### Problem
Starting with the line that contains "task | place one marker on every instance of the tall" and ending with the line that contains "11), (188, 97)]", copy every line of the data in between verbatim. Leave out the picture.

### Given records
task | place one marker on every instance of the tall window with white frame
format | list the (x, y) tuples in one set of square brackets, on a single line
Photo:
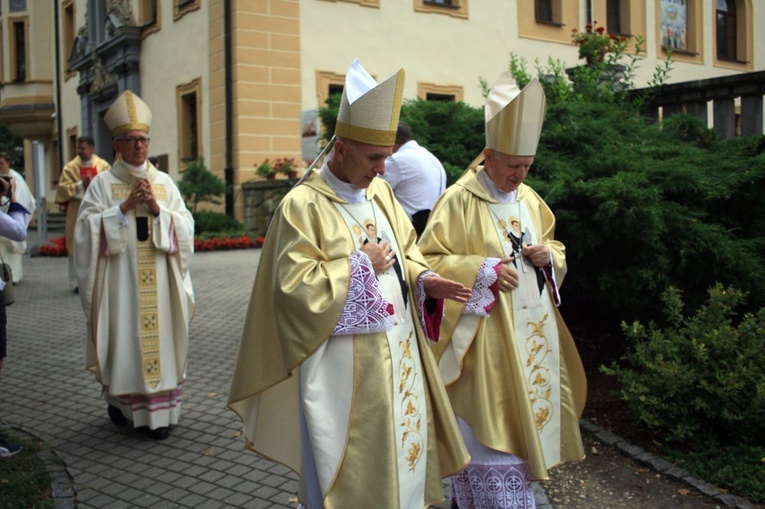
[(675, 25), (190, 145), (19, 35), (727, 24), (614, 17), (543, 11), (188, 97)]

...

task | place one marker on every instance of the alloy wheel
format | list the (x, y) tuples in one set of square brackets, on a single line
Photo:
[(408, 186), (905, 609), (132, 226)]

### The reply
task | place one marker on every instance of the tall window with white frame
format | list the (x, y) tuples in one set of square brackets, on a single line
Photo:
[(675, 25), (190, 145), (19, 35), (727, 24), (614, 17), (543, 11), (188, 97)]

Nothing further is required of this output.